Recorded data
^^^^
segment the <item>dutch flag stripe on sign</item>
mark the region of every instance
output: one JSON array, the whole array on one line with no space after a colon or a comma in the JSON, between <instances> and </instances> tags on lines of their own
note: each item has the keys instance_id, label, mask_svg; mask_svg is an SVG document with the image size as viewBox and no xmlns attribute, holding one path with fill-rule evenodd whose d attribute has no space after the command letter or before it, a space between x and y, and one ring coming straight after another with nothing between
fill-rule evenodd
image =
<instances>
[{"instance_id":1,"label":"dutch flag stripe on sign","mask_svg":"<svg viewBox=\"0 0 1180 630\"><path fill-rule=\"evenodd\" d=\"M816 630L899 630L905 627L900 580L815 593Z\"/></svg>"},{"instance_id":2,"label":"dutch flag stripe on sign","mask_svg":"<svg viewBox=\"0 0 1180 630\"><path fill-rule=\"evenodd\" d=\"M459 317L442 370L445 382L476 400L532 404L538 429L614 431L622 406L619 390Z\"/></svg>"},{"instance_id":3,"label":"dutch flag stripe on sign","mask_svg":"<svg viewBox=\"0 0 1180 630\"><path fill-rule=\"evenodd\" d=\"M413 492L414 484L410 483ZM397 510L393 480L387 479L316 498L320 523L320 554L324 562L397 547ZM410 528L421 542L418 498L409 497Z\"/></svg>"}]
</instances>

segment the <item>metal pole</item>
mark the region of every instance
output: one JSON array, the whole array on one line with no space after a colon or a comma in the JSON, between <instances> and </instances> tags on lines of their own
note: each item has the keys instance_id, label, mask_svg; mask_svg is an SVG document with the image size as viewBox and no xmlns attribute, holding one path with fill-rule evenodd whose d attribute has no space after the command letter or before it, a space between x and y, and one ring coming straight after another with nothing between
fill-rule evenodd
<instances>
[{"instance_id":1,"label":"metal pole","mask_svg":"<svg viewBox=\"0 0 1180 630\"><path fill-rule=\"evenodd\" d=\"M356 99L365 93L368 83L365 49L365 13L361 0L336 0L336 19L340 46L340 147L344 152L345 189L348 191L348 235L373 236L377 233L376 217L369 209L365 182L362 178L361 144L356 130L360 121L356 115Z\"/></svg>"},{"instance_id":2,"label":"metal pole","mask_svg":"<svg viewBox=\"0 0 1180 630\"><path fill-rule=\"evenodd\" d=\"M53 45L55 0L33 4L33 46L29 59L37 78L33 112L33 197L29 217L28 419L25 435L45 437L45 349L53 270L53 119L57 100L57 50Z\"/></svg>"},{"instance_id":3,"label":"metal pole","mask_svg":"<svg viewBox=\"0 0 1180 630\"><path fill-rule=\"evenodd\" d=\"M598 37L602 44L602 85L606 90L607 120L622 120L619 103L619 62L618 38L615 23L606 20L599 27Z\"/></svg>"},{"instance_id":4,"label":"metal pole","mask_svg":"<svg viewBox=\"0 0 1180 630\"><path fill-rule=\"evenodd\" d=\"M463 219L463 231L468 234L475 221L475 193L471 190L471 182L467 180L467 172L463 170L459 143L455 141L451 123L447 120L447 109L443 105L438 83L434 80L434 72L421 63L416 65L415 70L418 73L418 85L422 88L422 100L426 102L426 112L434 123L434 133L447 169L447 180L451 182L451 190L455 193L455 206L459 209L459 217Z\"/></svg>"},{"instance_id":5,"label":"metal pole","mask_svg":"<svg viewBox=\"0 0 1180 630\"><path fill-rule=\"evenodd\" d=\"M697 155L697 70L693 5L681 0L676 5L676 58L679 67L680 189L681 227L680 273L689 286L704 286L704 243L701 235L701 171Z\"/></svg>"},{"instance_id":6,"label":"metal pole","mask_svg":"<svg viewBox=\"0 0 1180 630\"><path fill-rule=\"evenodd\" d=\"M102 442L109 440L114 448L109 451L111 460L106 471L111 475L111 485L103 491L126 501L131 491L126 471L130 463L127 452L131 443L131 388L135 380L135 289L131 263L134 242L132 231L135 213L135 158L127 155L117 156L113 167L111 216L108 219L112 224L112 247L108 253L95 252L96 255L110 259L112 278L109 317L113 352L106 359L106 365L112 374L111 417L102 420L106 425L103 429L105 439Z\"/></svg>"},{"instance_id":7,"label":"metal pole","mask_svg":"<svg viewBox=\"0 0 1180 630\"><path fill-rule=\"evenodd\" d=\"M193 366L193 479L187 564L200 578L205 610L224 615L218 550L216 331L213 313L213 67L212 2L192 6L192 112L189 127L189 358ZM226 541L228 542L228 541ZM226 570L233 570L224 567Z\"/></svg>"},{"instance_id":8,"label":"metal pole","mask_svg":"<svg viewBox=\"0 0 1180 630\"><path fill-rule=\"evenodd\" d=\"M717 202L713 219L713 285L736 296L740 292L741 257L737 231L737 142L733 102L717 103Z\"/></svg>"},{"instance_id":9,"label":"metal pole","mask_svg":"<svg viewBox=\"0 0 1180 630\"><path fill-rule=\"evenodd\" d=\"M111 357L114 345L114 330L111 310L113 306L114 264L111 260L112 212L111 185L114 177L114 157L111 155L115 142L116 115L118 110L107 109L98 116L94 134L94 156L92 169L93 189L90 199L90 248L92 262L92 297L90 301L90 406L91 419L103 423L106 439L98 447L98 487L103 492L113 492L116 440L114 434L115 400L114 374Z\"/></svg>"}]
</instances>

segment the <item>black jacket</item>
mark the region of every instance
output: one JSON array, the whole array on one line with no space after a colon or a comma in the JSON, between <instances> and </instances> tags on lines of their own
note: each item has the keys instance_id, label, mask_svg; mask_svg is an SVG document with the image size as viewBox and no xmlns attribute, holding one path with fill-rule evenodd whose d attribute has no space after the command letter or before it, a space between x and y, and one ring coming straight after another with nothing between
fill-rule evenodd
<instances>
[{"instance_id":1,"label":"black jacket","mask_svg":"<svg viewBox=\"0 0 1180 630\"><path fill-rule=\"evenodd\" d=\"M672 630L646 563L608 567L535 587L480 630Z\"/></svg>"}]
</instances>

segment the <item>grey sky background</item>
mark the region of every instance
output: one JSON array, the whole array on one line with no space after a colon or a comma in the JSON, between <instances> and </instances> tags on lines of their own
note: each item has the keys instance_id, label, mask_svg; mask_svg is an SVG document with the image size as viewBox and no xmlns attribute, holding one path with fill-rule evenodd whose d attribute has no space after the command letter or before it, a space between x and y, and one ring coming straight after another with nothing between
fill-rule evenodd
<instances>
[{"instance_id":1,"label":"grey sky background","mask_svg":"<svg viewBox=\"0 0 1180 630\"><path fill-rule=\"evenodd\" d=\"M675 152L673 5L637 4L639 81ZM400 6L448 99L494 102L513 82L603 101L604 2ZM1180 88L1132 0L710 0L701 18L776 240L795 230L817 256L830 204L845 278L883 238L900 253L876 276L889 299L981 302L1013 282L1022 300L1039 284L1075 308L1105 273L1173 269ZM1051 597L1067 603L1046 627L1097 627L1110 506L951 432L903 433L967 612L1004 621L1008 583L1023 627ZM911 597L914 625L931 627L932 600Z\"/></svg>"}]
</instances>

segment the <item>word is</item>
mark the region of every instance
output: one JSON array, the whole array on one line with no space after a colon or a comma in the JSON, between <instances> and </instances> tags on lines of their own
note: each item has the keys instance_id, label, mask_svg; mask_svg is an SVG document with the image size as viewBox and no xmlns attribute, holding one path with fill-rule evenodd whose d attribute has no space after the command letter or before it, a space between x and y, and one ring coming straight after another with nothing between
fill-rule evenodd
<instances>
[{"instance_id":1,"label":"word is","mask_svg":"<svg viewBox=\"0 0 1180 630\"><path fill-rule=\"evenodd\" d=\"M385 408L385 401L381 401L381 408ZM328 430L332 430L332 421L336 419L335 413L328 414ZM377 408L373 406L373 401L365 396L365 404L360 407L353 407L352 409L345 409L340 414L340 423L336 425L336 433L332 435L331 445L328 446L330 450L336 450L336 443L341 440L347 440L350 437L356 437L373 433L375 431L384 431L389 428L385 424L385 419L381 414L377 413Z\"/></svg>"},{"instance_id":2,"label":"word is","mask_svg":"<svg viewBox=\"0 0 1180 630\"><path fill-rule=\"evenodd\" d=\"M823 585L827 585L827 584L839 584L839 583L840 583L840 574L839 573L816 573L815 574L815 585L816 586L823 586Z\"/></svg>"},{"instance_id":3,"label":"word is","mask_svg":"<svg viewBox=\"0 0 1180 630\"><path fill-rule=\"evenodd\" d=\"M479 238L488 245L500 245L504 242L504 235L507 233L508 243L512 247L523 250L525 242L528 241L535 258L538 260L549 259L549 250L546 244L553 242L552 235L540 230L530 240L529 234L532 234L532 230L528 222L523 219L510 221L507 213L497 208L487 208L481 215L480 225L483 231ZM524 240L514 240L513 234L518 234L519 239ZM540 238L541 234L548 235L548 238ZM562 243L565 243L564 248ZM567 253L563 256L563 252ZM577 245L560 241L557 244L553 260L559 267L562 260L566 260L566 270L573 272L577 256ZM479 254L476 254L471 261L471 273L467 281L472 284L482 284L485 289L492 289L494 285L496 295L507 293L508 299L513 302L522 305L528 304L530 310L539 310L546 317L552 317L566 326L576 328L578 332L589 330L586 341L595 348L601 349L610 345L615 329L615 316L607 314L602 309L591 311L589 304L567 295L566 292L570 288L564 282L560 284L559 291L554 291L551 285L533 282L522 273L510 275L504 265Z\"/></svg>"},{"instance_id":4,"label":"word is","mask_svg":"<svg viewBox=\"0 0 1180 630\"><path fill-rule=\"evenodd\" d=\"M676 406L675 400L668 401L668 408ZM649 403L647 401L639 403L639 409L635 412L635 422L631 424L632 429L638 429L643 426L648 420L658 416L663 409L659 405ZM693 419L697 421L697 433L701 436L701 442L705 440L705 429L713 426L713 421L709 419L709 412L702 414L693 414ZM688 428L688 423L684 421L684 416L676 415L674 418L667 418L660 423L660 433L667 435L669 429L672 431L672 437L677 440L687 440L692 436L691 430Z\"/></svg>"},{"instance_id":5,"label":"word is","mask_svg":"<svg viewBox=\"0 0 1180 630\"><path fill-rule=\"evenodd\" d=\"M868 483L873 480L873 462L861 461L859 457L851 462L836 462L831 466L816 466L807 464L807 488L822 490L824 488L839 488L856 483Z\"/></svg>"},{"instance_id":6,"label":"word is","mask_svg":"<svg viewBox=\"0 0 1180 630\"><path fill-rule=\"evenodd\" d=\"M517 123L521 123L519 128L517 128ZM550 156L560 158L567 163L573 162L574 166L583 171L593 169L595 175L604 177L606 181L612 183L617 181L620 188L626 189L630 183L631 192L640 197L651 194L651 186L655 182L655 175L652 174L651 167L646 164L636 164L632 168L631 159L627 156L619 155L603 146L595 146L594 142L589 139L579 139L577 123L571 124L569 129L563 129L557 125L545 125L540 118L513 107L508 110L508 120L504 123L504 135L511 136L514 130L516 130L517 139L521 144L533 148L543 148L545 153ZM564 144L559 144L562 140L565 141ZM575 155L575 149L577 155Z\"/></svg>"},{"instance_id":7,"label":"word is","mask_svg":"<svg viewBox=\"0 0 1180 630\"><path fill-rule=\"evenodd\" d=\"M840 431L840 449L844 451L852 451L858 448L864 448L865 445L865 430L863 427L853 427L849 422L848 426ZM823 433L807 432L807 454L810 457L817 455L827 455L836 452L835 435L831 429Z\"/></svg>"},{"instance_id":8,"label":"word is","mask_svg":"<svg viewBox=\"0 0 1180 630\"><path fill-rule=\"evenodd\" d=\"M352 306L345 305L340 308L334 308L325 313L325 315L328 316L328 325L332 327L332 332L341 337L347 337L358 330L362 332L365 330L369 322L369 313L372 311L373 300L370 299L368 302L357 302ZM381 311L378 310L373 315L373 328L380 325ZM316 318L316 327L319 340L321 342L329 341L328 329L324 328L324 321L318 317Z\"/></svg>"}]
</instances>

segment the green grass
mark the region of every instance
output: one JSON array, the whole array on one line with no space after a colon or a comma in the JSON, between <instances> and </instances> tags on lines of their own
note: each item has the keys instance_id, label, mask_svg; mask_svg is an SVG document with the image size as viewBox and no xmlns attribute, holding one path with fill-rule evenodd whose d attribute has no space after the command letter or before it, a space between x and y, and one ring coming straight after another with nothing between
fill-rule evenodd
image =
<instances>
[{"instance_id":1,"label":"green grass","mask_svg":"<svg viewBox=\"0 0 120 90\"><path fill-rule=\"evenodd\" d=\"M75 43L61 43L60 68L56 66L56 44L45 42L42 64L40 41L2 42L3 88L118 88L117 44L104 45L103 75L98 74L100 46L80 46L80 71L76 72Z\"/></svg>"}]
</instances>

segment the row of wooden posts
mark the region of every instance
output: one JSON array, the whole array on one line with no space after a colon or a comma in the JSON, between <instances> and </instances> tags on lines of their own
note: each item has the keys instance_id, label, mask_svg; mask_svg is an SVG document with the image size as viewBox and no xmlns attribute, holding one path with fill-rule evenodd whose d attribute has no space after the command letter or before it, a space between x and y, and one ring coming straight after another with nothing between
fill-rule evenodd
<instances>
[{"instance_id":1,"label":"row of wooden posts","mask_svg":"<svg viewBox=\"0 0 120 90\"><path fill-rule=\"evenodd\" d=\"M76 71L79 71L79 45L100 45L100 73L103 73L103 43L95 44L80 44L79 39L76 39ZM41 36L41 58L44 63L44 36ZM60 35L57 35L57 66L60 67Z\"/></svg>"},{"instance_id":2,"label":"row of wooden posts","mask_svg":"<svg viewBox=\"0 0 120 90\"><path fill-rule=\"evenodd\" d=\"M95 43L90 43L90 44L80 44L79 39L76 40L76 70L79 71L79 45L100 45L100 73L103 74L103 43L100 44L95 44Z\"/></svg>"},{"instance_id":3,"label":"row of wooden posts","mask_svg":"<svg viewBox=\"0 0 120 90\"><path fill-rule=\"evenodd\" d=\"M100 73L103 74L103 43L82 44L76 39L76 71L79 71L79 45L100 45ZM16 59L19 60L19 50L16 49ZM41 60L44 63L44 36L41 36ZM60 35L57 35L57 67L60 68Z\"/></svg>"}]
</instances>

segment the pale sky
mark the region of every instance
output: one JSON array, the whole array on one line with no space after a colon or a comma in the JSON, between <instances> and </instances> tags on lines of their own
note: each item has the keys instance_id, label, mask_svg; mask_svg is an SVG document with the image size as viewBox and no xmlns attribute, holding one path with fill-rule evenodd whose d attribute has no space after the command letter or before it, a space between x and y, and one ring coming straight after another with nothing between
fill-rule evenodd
^^^^
Exercise requirements: Show the lines of the records that include the string "segment".

Exercise answer:
segment the <item>dutch flag stripe on sign</item>
segment the <item>metal pole</item>
segment the <item>black jacket</item>
segment the <item>grey sky background</item>
segment the <item>word is</item>
segment the green grass
segment the row of wooden posts
segment the pale sky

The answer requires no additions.